▶ _REQUIREMENT_: Convert each line of the material below into a JSON list of strings, one string per line, and leave out the blank lines.

▶ _DATA LISTING_:
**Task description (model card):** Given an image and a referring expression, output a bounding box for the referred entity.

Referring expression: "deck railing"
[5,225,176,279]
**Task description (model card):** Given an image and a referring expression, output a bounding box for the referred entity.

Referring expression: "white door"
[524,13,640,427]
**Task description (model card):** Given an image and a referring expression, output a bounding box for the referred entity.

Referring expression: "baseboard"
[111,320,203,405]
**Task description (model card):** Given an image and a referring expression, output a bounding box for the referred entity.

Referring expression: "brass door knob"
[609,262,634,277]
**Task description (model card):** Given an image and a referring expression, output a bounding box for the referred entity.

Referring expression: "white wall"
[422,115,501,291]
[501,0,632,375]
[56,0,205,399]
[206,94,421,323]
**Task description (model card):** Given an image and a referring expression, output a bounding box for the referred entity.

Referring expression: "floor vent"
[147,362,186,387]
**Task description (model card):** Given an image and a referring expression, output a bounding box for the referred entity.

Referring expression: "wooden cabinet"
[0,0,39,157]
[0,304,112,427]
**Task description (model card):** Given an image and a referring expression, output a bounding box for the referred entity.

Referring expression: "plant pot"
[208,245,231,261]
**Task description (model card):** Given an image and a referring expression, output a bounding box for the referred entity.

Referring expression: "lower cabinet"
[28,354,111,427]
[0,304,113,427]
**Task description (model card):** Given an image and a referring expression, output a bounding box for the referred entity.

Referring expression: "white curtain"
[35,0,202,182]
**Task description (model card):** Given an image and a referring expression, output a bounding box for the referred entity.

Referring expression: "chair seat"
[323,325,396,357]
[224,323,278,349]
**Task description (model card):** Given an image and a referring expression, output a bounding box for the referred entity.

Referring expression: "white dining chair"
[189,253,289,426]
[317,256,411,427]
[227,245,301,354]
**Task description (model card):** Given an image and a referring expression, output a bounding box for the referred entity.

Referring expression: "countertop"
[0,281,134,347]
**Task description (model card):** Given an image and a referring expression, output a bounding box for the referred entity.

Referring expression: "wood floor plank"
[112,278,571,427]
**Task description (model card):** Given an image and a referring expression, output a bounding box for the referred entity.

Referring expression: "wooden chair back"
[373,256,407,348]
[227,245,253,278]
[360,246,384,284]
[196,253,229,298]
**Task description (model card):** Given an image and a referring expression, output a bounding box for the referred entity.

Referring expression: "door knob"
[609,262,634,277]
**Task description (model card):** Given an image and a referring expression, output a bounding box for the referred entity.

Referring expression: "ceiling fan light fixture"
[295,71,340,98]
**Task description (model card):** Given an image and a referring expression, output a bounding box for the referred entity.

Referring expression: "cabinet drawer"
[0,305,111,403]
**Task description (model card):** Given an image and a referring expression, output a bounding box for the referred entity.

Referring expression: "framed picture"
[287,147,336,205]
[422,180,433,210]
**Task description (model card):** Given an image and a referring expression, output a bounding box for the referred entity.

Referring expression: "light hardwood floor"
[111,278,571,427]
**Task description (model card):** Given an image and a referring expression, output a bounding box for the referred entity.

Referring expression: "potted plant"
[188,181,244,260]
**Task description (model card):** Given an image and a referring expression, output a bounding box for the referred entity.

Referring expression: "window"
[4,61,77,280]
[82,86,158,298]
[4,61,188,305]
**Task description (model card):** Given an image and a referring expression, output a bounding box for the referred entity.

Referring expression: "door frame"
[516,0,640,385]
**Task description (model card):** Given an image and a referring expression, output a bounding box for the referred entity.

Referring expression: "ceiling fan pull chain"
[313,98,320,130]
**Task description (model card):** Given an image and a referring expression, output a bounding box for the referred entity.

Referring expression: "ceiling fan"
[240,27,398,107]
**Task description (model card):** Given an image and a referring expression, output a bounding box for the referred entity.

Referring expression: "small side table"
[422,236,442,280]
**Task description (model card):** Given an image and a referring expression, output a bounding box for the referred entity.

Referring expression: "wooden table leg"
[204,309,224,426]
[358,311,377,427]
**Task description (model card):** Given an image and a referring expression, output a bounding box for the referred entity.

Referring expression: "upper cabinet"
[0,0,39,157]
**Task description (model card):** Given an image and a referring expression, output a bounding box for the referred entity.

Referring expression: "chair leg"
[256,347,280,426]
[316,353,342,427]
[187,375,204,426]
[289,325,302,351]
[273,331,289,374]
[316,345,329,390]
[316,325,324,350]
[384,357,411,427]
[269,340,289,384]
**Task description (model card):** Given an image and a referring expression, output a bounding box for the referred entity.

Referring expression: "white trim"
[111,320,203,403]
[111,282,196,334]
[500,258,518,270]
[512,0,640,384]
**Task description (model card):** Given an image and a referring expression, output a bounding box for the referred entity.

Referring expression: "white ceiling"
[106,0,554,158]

▶ _OUTPUT_:
[
  "**Task description (model card):** Given an image and a referring expression, output a bounding box for the referred entity.",
  "Referring expression: \"deck railing\"",
  "[5,225,176,279]",
  "**Task description (model card):** Given an image and a referring expression, output a bounding box for the referred entity.",
  "Referring expression: \"white door\"",
  "[524,13,640,427]",
  "**Task description (model card):** Given an image and a referring expression, output a bounding box for the referred entity.",
  "Referring expression: \"baseboard\"",
  "[111,320,203,405]",
  "**Task description (model card):** Given an image and a referring expression, output a bounding box for the referred entity.",
  "Referring expression: \"brass door knob\"",
  "[609,262,634,277]",
  "**Task description (model card):** Given an image and a referring expression, output a bounding box for the referred entity.",
  "Referring expression: \"white wall\"",
  "[422,115,501,291]",
  "[501,0,632,375]",
  "[56,0,205,399]",
  "[206,94,421,323]",
  "**Task description (model card):** Given an image and a referring expression, output a bounding box for the referred entity.",
  "Referring expression: \"floor vent\"",
  "[147,362,186,387]",
  "**Task description (model card):** Given an image and a referring expression, output a bounding box for the referred entity.",
  "Referring expression: \"wooden cabinet\"",
  "[0,0,39,157]",
  "[0,304,112,427]",
  "**Task description (model card):** Given an image and a referring expression, output a bounding box for the referred entity.",
  "Referring expression: \"plant pot\"",
  "[208,245,231,261]",
  "**Task description (model card):** Given an image and a referring expression, output a bounding box for the referred entity.",
  "Referring expression: \"lower cabinet\"",
  "[28,354,111,427]",
  "[0,304,113,427]",
  "**Task description (model card):** Given an image and a referring expression, output a bounding box for the referred entity.",
  "Referring expression: \"white curtain\"",
  "[35,0,202,182]",
  "**Task description (model card):** Given an image and a referring expression, output a bounding box for the referred entity.",
  "Referring expression: \"chair seat\"",
  "[323,325,396,357]",
  "[224,323,278,349]",
  "**Task description (model card):** Given an image and a referring expression, output a bounding box for the referred entity.",
  "Referring expression: \"white dining chair\"",
  "[189,253,289,426]",
  "[317,256,411,427]",
  "[227,245,301,354]",
  "**Task description (model card):** Given an image and a referring expression, output a bounding box for the referred entity.",
  "Referring expression: \"countertop\"",
  "[0,281,134,347]",
  "**Task description (model card):** Given an image and a referring expression, output a bounding box for the referred entity.",
  "Referring expression: \"wood floor plank\"",
  "[112,278,571,427]",
  "**Task description (model card):** Given an image and a referring expression, output a bounding box for the referred entity.",
  "Referring expression: \"wooden chair back\"",
  "[373,256,407,348]",
  "[227,245,253,278]",
  "[360,246,384,284]",
  "[196,253,229,298]",
  "**Task description (model card):** Given an image and a referring expression, output a bounding box for the referred entity.",
  "Referring expression: \"door knob\"",
  "[609,262,634,277]",
  "**Task description (model card):** Given an image and a referring expression, output a bounding box for the referred entity.",
  "Referring expression: \"ceiling fan light fixture\"",
  "[295,71,340,98]",
  "**Task description (model card):** Given an image and a referring expression, output a bounding box for the referred entity.",
  "Referring expression: \"cabinet drawer\"",
  "[0,305,111,403]",
  "**Task description (model card):** Given an image and a referring expression, output a bounding box for the referred entity.",
  "Referring expression: \"framed picture\"",
  "[287,147,336,205]",
  "[422,180,433,210]",
  "**Task description (model card):** Given an image and a referring expression, output a bounding box for the referred entity.",
  "Referring expression: \"light hardwood floor\"",
  "[111,278,571,427]",
  "**Task description (model card):** Given an image and a referring expression, output a bounding box for the referred entity.",
  "Referring expression: \"potted plant\"",
  "[188,181,244,260]",
  "**Task description (model card):** Given an image and a referring expression, output a bounding box for the referred entity.",
  "Referring expression: \"window\"",
  "[4,61,77,280]",
  "[82,86,158,298]",
  "[4,61,188,305]",
  "**Task description (model card):** Given an image and a referring expression, output a bounding box for the referred entity.",
  "Referring expression: \"door frame\"",
  "[516,0,640,385]",
  "**Task description (model card):** Given an image and a referring expression, output a bounding box for the referred entity.",
  "Referring expression: \"ceiling fan pull chain\"",
  "[313,98,320,130]",
  "**Task description (model card):** Given an image and a referring expression, output a bounding box for the referred entity.",
  "Referring expression: \"ceiling fan\"",
  "[240,27,398,107]",
  "**Task description (model card):** Given an image and a referring expression, output a bounding box for the referred entity.",
  "Referring expression: \"small side table\"",
  "[422,236,442,280]",
  "**Task description (model card):** Given an image and a referring expression, output a bounding box for the referred entity.",
  "Referring expression: \"wooden table leg\"",
  "[204,309,224,426]",
  "[358,311,377,427]",
  "**Task description (model card):** Given an image and a referring expression, output a bounding box for the referred entity.",
  "Referring expression: \"upper cabinet\"",
  "[0,0,39,157]",
  "**Task description (model card):** Given an image and a referring expression, output a bounding box for the referred entity.",
  "Referring expression: \"chair leg\"",
  "[256,347,280,426]",
  "[316,353,342,427]",
  "[187,375,204,426]",
  "[289,325,302,351]",
  "[273,331,289,374]",
  "[316,345,329,390]",
  "[316,325,324,350]",
  "[384,357,411,427]",
  "[269,340,289,384]",
  "**Task description (model card):** Given an image and a referring expression, output a bounding box for the referred entity.",
  "Referring expression: \"white trim\"",
  "[111,320,203,403]",
  "[111,282,196,334]",
  "[500,258,518,270]",
  "[512,0,640,384]",
  "**Task description (model card):** Given an image and a referring expression, output a bounding box for the referred entity.",
  "Referring expression: \"white ceiling\"",
  "[106,0,554,158]"
]